[Source data]
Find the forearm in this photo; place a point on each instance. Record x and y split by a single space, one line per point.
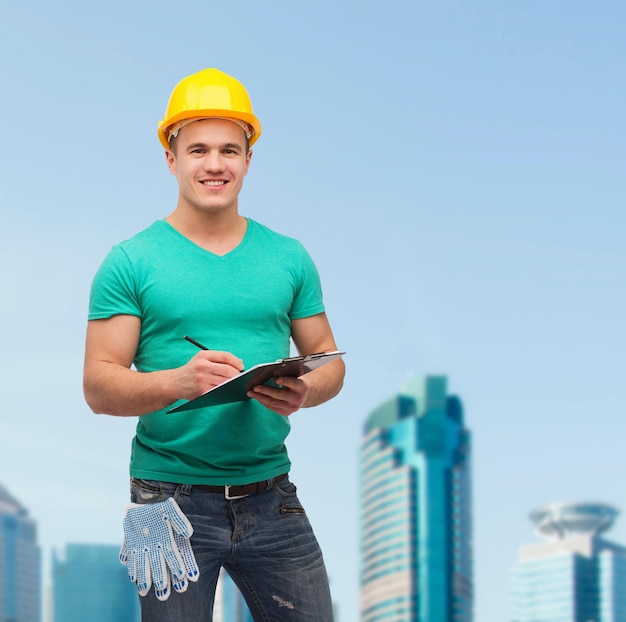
324 383
114 390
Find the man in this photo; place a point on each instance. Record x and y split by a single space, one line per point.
210 487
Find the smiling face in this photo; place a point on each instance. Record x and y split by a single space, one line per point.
210 160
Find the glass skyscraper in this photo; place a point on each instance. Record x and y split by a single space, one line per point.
416 530
574 576
91 584
20 563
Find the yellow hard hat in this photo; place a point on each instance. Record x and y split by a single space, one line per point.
206 94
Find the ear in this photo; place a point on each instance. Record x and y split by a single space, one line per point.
170 158
248 158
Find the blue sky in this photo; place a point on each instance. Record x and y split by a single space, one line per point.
456 171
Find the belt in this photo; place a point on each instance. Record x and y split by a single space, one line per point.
237 492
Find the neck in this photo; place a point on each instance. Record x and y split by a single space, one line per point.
218 233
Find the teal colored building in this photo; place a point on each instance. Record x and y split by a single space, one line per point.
89 583
575 575
415 524
20 563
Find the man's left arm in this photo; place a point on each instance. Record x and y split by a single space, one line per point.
310 336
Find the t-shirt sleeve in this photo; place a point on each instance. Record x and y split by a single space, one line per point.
114 290
308 300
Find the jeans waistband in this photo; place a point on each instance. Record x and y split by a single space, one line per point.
238 492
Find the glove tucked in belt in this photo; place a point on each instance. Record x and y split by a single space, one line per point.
156 548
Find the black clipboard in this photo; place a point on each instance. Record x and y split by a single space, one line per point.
236 388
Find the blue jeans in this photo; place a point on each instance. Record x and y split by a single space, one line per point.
265 543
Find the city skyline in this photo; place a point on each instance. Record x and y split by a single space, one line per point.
577 574
485 243
416 507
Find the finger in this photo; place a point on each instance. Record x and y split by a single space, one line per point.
160 576
189 559
142 568
223 358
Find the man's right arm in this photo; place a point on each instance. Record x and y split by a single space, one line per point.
112 387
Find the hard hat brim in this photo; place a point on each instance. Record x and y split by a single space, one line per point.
248 118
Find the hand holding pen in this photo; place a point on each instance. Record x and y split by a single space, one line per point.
205 370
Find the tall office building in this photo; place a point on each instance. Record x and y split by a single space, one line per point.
20 563
416 531
89 583
574 576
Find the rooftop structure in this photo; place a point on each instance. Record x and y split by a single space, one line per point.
562 520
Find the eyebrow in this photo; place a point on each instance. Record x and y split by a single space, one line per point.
200 145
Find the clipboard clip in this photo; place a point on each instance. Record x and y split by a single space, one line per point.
307 357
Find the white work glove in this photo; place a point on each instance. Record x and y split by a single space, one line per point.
156 538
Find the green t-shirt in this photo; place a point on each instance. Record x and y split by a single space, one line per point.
242 302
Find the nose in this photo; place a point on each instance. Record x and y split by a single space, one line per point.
213 161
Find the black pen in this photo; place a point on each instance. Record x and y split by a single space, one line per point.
195 343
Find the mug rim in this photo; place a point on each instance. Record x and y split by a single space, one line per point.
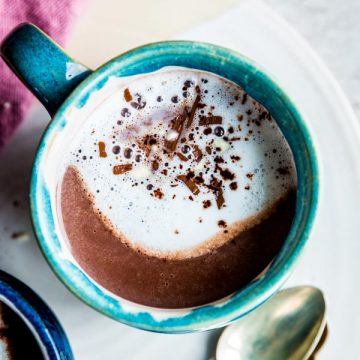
209 315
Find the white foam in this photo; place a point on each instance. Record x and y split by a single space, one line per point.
176 223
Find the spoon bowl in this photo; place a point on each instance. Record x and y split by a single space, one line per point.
288 326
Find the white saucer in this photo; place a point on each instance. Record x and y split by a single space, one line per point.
331 260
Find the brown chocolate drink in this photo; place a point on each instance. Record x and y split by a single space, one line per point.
178 192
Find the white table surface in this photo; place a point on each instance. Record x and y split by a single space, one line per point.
330 261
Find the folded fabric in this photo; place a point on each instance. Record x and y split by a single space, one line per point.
55 17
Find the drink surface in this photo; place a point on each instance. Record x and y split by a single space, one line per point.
167 171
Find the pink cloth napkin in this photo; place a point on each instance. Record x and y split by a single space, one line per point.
55 18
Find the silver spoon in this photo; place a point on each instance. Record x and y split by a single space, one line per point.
288 326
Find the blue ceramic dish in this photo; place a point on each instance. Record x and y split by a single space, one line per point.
43 67
43 323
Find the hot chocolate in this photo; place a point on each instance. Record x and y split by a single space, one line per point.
177 188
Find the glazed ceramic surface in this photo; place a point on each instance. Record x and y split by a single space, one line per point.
145 59
38 316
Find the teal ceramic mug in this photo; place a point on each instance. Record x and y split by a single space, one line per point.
63 84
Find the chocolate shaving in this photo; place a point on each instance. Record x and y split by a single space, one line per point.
206 204
182 157
210 120
192 111
220 201
217 186
178 126
158 194
227 174
102 151
189 183
154 165
121 169
127 95
198 153
222 223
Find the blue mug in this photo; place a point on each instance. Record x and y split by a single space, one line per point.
62 84
40 319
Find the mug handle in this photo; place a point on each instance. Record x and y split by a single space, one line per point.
42 65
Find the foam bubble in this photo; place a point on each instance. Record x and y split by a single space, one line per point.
232 139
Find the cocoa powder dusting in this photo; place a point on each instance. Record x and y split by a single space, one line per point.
127 95
102 149
121 169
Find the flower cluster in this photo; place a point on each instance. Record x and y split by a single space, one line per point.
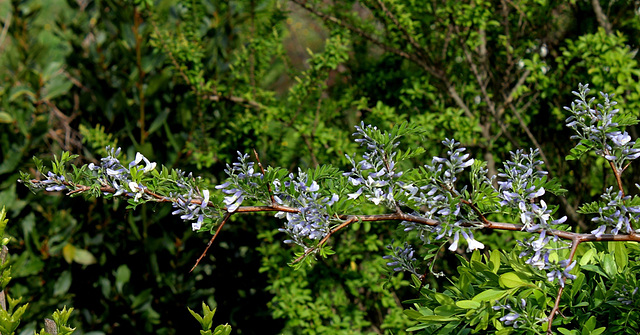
240 177
112 173
189 209
401 258
520 187
375 174
597 126
617 214
438 198
313 220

[Directions for this task] The records above are to be copied exactly, without their pictures.

[Solution to the exercise]
Find the forearm in this photo; place a point on each instance. Record x and y split by a single space, one line per point.
324 383
114 390
Find the man in this photo; place a point on each instance. Record x and y split by a single space, one line per point.
210 487
Find the smiling face in this photo; place a point on each instance. Record x and y split by a single space, one line per point.
210 160
Find the glass skyscraper in this photo; place a point on each instance. Record x and y split by a single space, one line per point.
416 530
574 576
91 584
20 563
Find the yellow hard hat in this photo; place a point on each instance. Record x and y split by a single space, one line per point.
206 94
Find the ear in this photo; place a point on each instance. Record x and y split by a single space, one line per point.
170 158
248 158
Find the blue sky in this photo; place a point on each instance. Record x and y split by a single space, one line per point.
456 171
Find the belt in this photo; place a point on each instance. Record x and y split by a single space, one line per point.
237 492
Find the neck in this photo; place a point on each instance. Record x and y split by a single space, one line per point.
218 233
Find the teal colored building in this photo; place a point on each instance. Record x and y split by a single space, one line per point.
89 583
575 575
415 524
20 563
Find the man's left arm in this photo; place a point on each instance. Record x and y split by a single space, one line per point.
310 336
Find the t-shirt sleeve in this photo; place a point on each instance. Record x and y split by a single space, one line per point.
114 290
308 300
Find the jeans waistband in this photo; place a point on each instance. Record x and y split by a single space, one line per point.
238 492
Find the glove tucked in belt in this photo; place a point on each instance. Record x and y split by a single space, one line per point.
156 548
Find the black clipboard in this photo; place a point on each instance. Record x and y split by a single space, one line per point.
236 388
Find the blue jeans in this photo; place a point on each instance. Record x and y split by a single space, one line per point.
265 543
Find the city skyline in this photo; place a point on each instance. Record x and y split by a single space, one line per point.
577 574
485 243
416 507
Find the finger in this photo; place a point on each instance. Record x and y split by a single space, one line per point.
160 576
189 559
142 568
223 358
Find the man's right arm in this photo; place a point on each instance. Record x and y split by a single space, one line per point.
112 387
Find the hard hat brim in this photo; place a point on each instance. Record x and y split by a single space, one line per point.
248 118
Find the hand holding pen in this photo; place a point on each instance. Record x and y split by a single space, one line per point.
205 370
Find the tall office building in this photo; place a point on each instance. Record x and y split by a single space, one line per point.
20 563
416 531
89 583
574 576
Find the rooftop structure in this photo; place a point on each instance. Record x and y split by a single space, one line per point.
562 520
Find the eyebrow in this photo; place a point on each instance. Record x and y split by a single space, one line per point.
200 145
Find the clipboard clip in this photo; place a point on each instance. Record x and y split by a single space, one line per point.
307 357
Find the white work glove in this photo; place a point on each instance. Record x and y split by a single space, one line per point.
156 538
Find the green t-shirt in this photo; place a point on each instance. Record x and y split by a single space, one line per point.
242 302
Find the nose in this photo; place a point on each instance. Record x and y split by a single space, one line per point.
213 161
Find the black pen in this photo; place a point on each instance. Record x and y split by a single space, one line per point.
195 343
Find the mug rim in this photo; place a point on each instance. Record x and y split by a single space, one line per point.
209 315
Find the white foam in this photo; place a point on each instance. Record x and y split by a single space, one line per point.
176 223
Find the spoon bowl in this photo; place a point on each instance. Record x and y split by a single space, one line per point.
288 326
Find the white saucer in this photo; place a point on each instance. Record x and y split by a single space, one line per point.
331 260
Find the brown chocolate drink in this photo; place a point on each instance. Record x and y split by a single space, one line per point.
178 192
Find the white table surface in this photo; place a point on each instance. Record x and y split by a single space, one line per point.
330 261
Find the folded fabric in this photo; place a point on each instance. Record x and y split by a single space, one line per point.
55 17
Find the drink surface in this photo; place a point on each instance. Record x and y split by a single space, one line per point.
167 171
Find the pink cloth napkin in this photo; place a point on each instance. Record x and y split by a single space, one line per point.
55 18
Find the silver spoon in this photo; place a point on each instance. Record x and y split by a single space, one line per point.
288 326
Find the blue ceramic dish in this photo; place a point on each instance. Record x and y split by a single space, one line per point.
43 67
43 323
Find the hot chocolate in this photo; place a point on each instance. Record x and y split by a single space, one line per point.
177 188
Find the glazed ceramic surface in this photo; place a point on each instance. Record x and y split by a single space, one line per point.
145 59
38 316
Find the teal ceramic mug in this photo; place a point on each instance. Record x and y split by a single space, one line per point.
63 84
Find the chocolate shaving in this photo; place a point on each instance. Record x and y split by a single space, one line per point.
206 204
182 157
210 120
192 111
220 201
217 186
178 126
158 194
227 174
102 151
189 183
154 165
121 169
127 95
198 153
222 223
Find the blue mug in this photo; place a point on each instance. Record x and y split by a single space, one line per point.
62 84
40 319
Find the mug handle in this photo; place a point on each instance. Record x and y split by a single space, one line per point.
42 65
Find the foam bubble in this photo; place a point on each instance. Record x and y split by a single space, one line per point.
232 139
Find the cocoa powder dusting in this photo; place a point on each instance. Record x and y split by a single space, one line per point.
127 95
102 149
121 169
Find the flower cluster in this photo; place a point on each instance. Record x and y split by a single space, one line per point.
240 177
112 173
189 209
401 258
520 187
375 174
597 126
617 214
438 198
313 220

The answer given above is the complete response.